Task statement: Turn all the records below into a numbered list, one line per item, with blank lines dropped and the pictures left out.

Entries from a pointing dataset
------
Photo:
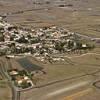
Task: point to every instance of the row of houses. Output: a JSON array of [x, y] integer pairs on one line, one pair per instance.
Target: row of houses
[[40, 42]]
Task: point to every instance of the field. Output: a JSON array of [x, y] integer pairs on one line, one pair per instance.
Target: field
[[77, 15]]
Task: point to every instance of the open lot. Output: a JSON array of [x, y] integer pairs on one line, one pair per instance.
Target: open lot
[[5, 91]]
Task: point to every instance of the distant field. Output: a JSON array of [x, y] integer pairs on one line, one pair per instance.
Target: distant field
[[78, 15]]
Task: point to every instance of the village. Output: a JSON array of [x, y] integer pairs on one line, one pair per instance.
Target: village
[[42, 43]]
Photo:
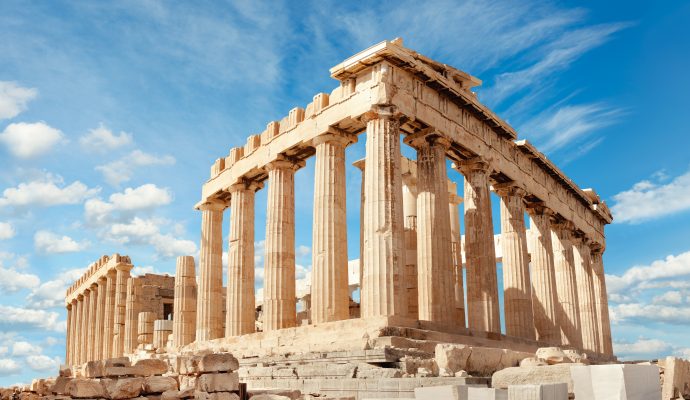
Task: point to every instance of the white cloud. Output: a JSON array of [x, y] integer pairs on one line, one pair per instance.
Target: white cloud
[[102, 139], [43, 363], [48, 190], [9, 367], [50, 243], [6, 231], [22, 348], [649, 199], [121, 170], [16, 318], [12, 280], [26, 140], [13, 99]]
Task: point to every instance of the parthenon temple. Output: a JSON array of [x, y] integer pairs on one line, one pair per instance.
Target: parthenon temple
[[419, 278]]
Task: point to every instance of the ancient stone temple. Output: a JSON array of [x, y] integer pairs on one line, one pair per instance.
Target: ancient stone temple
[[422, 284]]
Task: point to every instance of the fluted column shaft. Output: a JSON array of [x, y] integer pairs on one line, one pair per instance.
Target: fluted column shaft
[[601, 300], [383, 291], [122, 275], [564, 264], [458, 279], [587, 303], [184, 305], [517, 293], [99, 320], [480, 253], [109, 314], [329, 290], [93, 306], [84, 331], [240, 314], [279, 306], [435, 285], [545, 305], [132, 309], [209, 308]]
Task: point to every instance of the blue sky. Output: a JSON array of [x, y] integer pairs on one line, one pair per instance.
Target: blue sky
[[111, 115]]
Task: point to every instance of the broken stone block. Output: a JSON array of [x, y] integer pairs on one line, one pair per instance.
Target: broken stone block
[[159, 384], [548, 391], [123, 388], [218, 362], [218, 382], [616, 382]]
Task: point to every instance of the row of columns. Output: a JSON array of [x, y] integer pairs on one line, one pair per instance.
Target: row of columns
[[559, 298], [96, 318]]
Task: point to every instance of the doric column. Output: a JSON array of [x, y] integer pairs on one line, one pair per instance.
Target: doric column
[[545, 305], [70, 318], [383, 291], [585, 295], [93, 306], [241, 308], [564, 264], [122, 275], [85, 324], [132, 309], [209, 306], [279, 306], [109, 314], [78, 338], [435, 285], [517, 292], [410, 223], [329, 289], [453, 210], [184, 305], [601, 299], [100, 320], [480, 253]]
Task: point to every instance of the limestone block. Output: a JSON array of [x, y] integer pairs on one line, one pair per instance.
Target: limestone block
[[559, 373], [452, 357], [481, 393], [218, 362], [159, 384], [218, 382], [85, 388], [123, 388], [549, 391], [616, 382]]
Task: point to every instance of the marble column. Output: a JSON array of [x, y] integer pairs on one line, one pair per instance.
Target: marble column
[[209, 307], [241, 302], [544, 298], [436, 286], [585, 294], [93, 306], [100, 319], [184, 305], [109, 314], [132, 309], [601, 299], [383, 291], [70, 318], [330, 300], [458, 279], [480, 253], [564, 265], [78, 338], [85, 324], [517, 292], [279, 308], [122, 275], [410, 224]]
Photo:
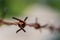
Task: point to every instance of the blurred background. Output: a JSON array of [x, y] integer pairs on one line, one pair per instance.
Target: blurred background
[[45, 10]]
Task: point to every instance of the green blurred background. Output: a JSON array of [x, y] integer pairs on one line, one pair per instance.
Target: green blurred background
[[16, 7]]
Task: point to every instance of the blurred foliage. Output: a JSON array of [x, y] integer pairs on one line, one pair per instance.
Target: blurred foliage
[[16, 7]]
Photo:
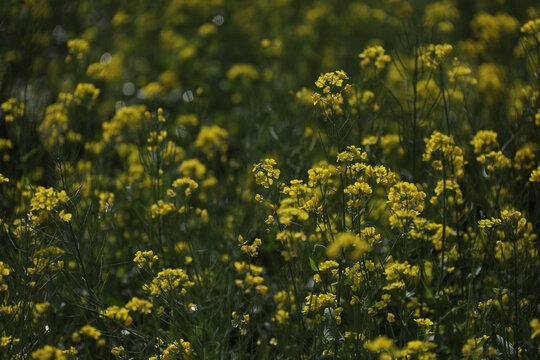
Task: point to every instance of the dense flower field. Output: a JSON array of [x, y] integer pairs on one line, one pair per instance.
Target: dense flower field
------
Exercise output:
1. Photo:
2. Task: point to every instance of the row of houses. Output: a JSON array of [x, y] integer pairs on one line, one pair per instance.
3. Target: row of houses
4. [[40, 42]]
5. Task: point to every instance of the field. Output: a JSON array of [x, y] integer pairs on one line, one pair per instance.
6. Target: field
7. [[77, 15]]
8. Task: point to every instance of the open lot. Output: a JSON array of [x, y] integer pairs on one line, one pair per instance.
9. Target: open lot
10. [[5, 91]]
11. Task: point to every instance of the distant field. Output: a JSON array of [x, y] integer pairs on one line, one pair per instance.
12. Target: distant field
13. [[78, 15]]
14. Task: point to every instance of the village. Output: a JSON array of [x, y] integer pairs on one line, one pair per instance.
15. Target: village
16. [[42, 43]]
17. Photo:
18. Task: point to every instance of the white cloud. Output: a JSON array of [x, y] integer pairs on one line, one pair per instance.
19. Target: white cloud
20. [[102, 139], [43, 363], [48, 190], [9, 367], [50, 243], [6, 231], [22, 348], [649, 199], [121, 170], [16, 318], [12, 280], [26, 140], [13, 99]]
21. Task: point to every instance of the parthenon temple. Output: a JSON array of [x, y] integer pairs on one line, one pair per instance.
22. Target: parthenon temple
23. [[419, 278]]
24. Task: point to every instance of the ancient stone temple. Output: a JSON array of [x, y] integer pairs on one line, one pair per instance.
25. Target: ancient stone temple
26. [[422, 284]]
27. Task: point to every instance of the fluted column shaft. Output: a JSON array of [x, y] integer pairs on one line, one pair per instance.
28. Target: fluted column shaft
29. [[601, 300], [383, 291], [122, 275], [564, 264], [458, 279], [587, 303], [184, 305], [517, 293], [99, 320], [480, 253], [109, 314], [329, 290], [93, 306], [84, 331], [240, 314], [279, 306], [435, 285], [545, 305], [132, 309], [209, 308]]
30. Task: point to every instance of the blue sky. Output: a JSON array of [x, y] integer pairs on one line, one pair per instance.
31. Target: blue sky
32. [[111, 115]]
33. Task: point to every instance of the broken stone block. Output: a JSON array of [x, y] integer pairs on one line, one pair per instance.
34. Target: broken stone block
35. [[159, 384], [548, 391], [123, 388], [218, 362], [218, 382], [616, 382]]
36. Task: point to every instance of the row of columns. Output: a JSON array of [x, y] integer pairs on one line, one pair per instance.
37. Target: row of columns
38. [[559, 298], [96, 318]]
39. Task: point to every instance of the doric column. Output: a JSON array of [x, y] integer pairs on one line, one pair per instance.
40. Target: doric column
41. [[545, 305], [70, 318], [383, 291], [585, 295], [93, 306], [241, 308], [564, 264], [122, 275], [85, 324], [132, 309], [209, 306], [279, 306], [109, 314], [78, 338], [435, 285], [517, 292], [410, 223], [329, 289], [453, 210], [184, 305], [601, 299], [100, 320], [480, 253]]
42. Task: point to every instance of the limestone block. Output: a JSON array of [x, y] integer pairs on one line, one pair per instance.
43. Target: limestone block
44. [[559, 373], [452, 357], [481, 393], [218, 362], [159, 384], [218, 382], [85, 388], [123, 388], [549, 391], [616, 382]]
45. Task: point to every instance of the marble column. Output: a JSON array of [x, y] integer pairs on one line, one pair per instance.
46. Target: marble column
47. [[209, 307], [241, 302], [544, 298], [436, 286], [585, 294], [93, 306], [100, 319], [184, 305], [109, 314], [132, 309], [601, 299], [383, 291], [70, 318], [330, 300], [458, 279], [480, 253], [564, 265], [78, 338], [85, 324], [517, 292], [279, 308], [122, 275], [410, 224]]
48. Photo:
49. Task: point to every instance of the blurred background. Output: a JSON array of [x, y] integer pairs on one line, one pair per instance.
50. Target: blurred background
51. [[45, 10]]
52. Task: point to every instance of the green blurred background. Output: a JSON array of [x, y] integer pairs on one line, one pair per instance.
53. Target: green blurred background
54. [[16, 7]]
55. Task: point to every instance of the blurred foliage. Output: a JSON array of [x, y] integer pairs on one line, one pair per instance.
56. Target: blurred foliage
57. [[16, 7]]
58. Photo:
59. Task: point to every instance of the dense flower field. Output: a JSON array of [x, y] integer pairs on one line, one pair per instance.
60. Target: dense flower field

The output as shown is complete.